═════ Provided text ═════

Fry count 4, maybe 5 :-?. They are in a 6.6 gallon right now. I'm taking out around a gallon a day and replacing it via drip system. They're really starting to explore the tank now rather then staying on the surface most the time. The ones that are left seem strong so I'm hopeful for them.


----------



## bettalover2033 (Feb 17, 2010)

Even as little as 5 surviving, I'd suggest a 10 gallon tank because they will grow extremely fast. Also try using a lot of live plants that bunch together. They really enjoy that.

I'm sorry to hear you're on such a low number, but at least you have a few chances of getting a pair out of this spawn.


----------



## tpocicat (Aug 8, 2011)

Considering the parents, you should get some beauties, too bad the number is so small. Keep up posted.


----------



## PitGurl (Feb 22, 2011)

4 1/2 weeks old. A bit small for their age but doing well. There are 5 of them. They are eating skeeter larva 3 times a day so I'm hoping that will put some growth on them. I noticed some chasing going on today.


----------



## bettalover2033 (Feb 17, 2010)

You are doing a great job with these fry, the pictures are adorable. What are you feeding them?


----------



## PitGurl (Feb 22, 2011)

Mosquito larva 3 times a day. They refuse to eat anything else :-?.


----------



## bettalover2033 (Feb 17, 2010)

I've never used mosquito larvae before so I was just wondering if their stomachs always turn that red color.


----------



## PitGurl (Feb 22, 2011)

It's more brown in real life, lot's of dark poo :razz:. I have 2 tubs set up in my backyard that I get them from, no ponds or swamps. I use a brine shrimp net to scoop them up and then I swirl it around in a cup of clean water to get the baby skeeters out. Then I use a eye dropper to suck them up and feed them to the fry. It's kind of a pain but I want to get as little of the tub water as possible in to my fry tank.


----------



## bettalover2033 (Feb 17, 2010)

Interesting. I hear that the Larvae like to shoot down to the bottom. Is this true?

Also about how big are the tubs do you use? Ive seen breeders use small plastic shallow bins. Im probably going to try this soon. We have enormous Mosquitos here!


----------



## PitGurl (Feb 22, 2011)

I use 5 gallon feed tubs I got from tractor supply. They are shallow which the skeeters like. The skeeters do shoot down to the bottom, another reason for shallow tubs. What I do is scoop and then wait a few minutes for them to come back up then scoop again and so on. Use tank water from water changes in your tubs and add some oak leaves and you'll have skeeters within a week. Keep between 2-3 tubs so you don't run out. Depending on the size of your fry they should be able to eat the baby skeeters between 3-4 weeks old. The adult ones are great for conditioning breeding pairs.

═════ Data records ═════

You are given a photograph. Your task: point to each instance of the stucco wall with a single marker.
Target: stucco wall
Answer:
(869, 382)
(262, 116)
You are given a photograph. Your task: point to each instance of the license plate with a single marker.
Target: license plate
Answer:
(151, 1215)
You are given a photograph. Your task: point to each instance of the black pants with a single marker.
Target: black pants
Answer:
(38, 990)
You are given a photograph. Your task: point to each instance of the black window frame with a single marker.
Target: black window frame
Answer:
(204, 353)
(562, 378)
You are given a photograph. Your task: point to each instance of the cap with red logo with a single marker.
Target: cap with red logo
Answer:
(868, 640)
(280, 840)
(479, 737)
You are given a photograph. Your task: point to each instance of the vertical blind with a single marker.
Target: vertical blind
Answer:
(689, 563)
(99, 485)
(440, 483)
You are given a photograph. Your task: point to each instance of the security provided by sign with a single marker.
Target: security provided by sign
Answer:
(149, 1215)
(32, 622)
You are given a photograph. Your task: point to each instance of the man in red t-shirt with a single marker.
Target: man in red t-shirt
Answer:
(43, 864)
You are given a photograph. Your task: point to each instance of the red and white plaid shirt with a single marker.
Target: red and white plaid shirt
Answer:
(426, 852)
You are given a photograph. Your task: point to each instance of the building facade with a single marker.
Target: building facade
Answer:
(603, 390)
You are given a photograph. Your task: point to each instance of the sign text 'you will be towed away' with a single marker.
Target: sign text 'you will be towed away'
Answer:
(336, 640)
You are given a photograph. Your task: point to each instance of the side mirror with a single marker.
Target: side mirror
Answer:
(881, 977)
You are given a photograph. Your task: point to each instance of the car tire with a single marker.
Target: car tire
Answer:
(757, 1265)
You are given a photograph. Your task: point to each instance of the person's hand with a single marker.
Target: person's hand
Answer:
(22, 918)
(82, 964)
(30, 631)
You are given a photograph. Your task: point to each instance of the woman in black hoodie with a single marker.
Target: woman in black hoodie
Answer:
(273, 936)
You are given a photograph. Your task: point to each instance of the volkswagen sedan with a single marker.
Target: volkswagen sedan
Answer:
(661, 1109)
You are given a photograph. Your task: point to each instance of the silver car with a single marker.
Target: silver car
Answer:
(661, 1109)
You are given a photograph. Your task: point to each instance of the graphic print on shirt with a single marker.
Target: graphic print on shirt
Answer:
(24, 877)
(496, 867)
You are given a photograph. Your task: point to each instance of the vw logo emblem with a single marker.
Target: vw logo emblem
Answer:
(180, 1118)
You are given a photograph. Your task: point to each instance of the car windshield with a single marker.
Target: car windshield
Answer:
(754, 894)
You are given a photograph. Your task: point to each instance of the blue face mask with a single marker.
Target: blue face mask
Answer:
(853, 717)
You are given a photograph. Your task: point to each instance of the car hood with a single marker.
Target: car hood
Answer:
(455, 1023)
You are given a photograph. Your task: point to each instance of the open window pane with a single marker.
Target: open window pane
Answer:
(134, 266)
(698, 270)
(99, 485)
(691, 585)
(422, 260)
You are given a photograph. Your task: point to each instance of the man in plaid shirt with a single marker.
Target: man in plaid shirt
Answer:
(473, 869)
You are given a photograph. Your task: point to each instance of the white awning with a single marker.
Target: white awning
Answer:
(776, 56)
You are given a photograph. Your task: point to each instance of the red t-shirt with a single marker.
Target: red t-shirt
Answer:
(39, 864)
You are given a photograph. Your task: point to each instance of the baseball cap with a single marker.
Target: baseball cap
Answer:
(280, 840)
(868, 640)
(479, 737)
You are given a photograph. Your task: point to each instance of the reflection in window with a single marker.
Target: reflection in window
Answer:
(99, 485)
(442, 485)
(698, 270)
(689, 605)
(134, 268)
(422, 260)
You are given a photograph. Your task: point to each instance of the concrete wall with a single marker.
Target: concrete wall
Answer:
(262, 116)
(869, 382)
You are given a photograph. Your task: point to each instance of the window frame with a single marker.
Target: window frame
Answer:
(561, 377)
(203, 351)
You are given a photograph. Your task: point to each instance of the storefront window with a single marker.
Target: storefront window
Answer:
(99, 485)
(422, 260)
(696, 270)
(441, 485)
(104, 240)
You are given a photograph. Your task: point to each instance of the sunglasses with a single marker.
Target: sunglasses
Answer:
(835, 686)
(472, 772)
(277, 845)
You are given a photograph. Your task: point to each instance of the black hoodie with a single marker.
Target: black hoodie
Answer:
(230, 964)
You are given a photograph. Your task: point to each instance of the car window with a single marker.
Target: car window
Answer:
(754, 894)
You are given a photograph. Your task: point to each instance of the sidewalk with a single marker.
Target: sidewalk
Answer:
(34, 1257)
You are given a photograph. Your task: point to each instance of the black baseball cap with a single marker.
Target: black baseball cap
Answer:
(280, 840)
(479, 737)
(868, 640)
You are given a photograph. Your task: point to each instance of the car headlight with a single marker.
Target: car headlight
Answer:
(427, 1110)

═════

→ Exercises
1 > Do these statements agree with the fry-raising thread? Answer yes or no for each, and quote the deciding words. (a) The fry are kept in a 10 gallon tank. (b) The mosquito larvae are raised in 5 gallon feed tubs. (c) The fry eat only mosquito larvae.
2 > Pick up the thread about raising fry on mosquito larvae and continue it.

→ Outputs for the tasks
1 >
(a) No: "They are in a 6.6 gallon right now."
(b) Yes: "I use 5 gallon feed tubs I got from tractor supply."
(c) Yes: "They refuse to eat anything else"

2 >
----------



## Lizzie the Badger (Jun 12, 2012)

Good luck! I hope they survive!


----------



## PitGurl (Feb 22, 2011)

Starting to show some color


----------



## PitGurl (Feb 22, 2011)

Yum,Yum....


----------



## tpocicat (Aug 8, 2011)

So cute! Is that a mosquito larva I spy?


----------



## konstargirl (Mar 9, 2010)

Aw! They are so cute!


----------



## PitGurl (Feb 22, 2011)

It is a mosquito. That's pretty much what they're eating right now. I'm trying to introduce attisons betta starter but so far I've only had one taker.


----------



## PitGurl (Feb 22, 2011)

Getting their ventrals....


----------



## laoshun (Apr 3, 2012)

tiny little ventrals xD


----------



## tpocicat (Aug 8, 2011)

Wonderful! Another hurdle passed. Beautiful clear pic by the way.


----------



## Destinystar (May 26, 2012)

So adorable !!! Love those big eyes !


----------



## bettalover2033 (Feb 17, 2010)

This is my favorite part of breeding!! They get their ventrals nd then they looks so adorable.

How old are your fry?


----------



## PitGurl (Feb 22, 2011)

just over 5 weeks


----------



## atteb (Nov 12, 2010)

They are adorable. Love the male you used, he is beautiful.

I am in the midst of conditioning a pair in hopes to do what you just did. I would be very happy with a small spawn if that were the case just to get a spawn would be nice.

I guess they are to young to sex yet?


----------



## PitGurl (Feb 22, 2011)

Still to young to sex. Plakats are hard to tell, even in older fry.


----------



## teeneythebetta (Apr 29, 2012)

Aww this is adorable!


----------



## PitGurl (Feb 22, 2011)

6 weeks . They're starting to nip so bring on the jars and the water changes!


----------



## bettalover2033 (Feb 17, 2010)

Just as long as the nipping and chasing doesn't get to extremes. You can hold back the jars for a couple months. They're looking good. From the pictures I can tell the curiosity has begun!


----------



## vilmarisv (Apr 17, 2010)

So cute! You're doing a great job with them... can't wait to see them all grown!


----------



## PitGurl (Feb 22, 2011)

11 week old. Flaring for the first time ...


----------



## Creat (Dec 6, 2010)

Super cute mine also just started flaring. I love it when they look like their trying so so hard to scare the others away.


----------



## Anitax3x (Aug 26, 2011)

Awesome pair and cute lil fry!! congrats on the success!


----------



## PitGurl (Feb 22, 2011)

Copper/red. I think this is a male but not 100% sure...


----------



## dramaqueen (Jul 7, 2008)

OMG how pretty!!!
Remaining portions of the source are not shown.